[THE TASK]:
Return, word for word, the part of the whispering-gallery sensor text that begins at "WGM sensing uses" and ends after "of specific molecules.".

[TEXT SECTION]:
• • • •

The same geometric quirk that lets visitors murmur messages around the circular dome of the whispering gallery at St. Paul’s Cathedral in London or across St. Louis Union Station’s whispering arch also enables the construction of high-resolution optical sensors. Whispering-gallery-mode (WGM) resonators have been used for decades to detect chemical signatures, DNA strands and even single molecules.
In the same way that the architecture of a whispering gallery bends and focuses sound waves, WGM microresonators confine and concentrate light in a tiny circular path. This enables WGM resonators to detect and quantify physical and biochemical characteristics, making them ideal for high-resolution sensing applications in fields such as biomedical diagnostics and environmental monitoring. However, the broad use of WGM resonators has been limited by their narrow dynamic range as well as their limited resolution and accuracy.
In a recent study, Lan Yang, the Edwin H. & Florence G. Skinner Professor, and Jie Liao, a postdoctoral research associate, both in the Preston M. Green Department of Electrical and Systems Engineering in the McKelvey School of Engineering at Washington University in St. Louis, demonstrate a transformative approach to overcome these limitations: optical WGM barcodes for multimode sensing. Liao and Yang’s innovative technique allows simultaneous monitoring of multiple resonant modes within a single WGM resonator, considering distinctive responses from each mode, vastly expanding the range of measurements achievable.
WGM sensing uses a specific wavelength of light that can circulate around the perimeter of the microresonator millions of times. When the sensor encounters a molecule, the resonant frequency of the circulating light shifts. Researchers can then measure that shift to detect and identify the presence of specific molecules.

• • • •

[SUPPLIED MATERIAL]:
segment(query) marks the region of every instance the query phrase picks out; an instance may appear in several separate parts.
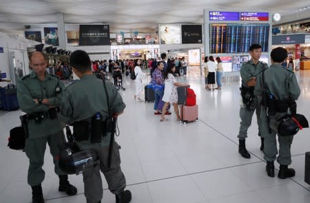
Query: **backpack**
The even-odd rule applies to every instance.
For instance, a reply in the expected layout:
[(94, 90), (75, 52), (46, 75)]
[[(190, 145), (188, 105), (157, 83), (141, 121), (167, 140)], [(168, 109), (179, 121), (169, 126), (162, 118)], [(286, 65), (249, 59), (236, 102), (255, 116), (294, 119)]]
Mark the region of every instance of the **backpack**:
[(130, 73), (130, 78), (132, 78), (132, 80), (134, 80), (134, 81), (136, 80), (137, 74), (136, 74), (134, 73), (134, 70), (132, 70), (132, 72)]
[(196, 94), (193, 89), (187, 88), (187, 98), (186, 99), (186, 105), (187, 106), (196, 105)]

• • • •

[RESPONSE TO THIS EXERCISE]:
WGM sensing uses a specific wavelength of light that can circulate around the perimeter of the microresonator millions of times. When the sensor encounters a molecule, the resonant frequency of the circulating light shifts. Researchers can then measure that shift to detect and identify the presence of specific molecules.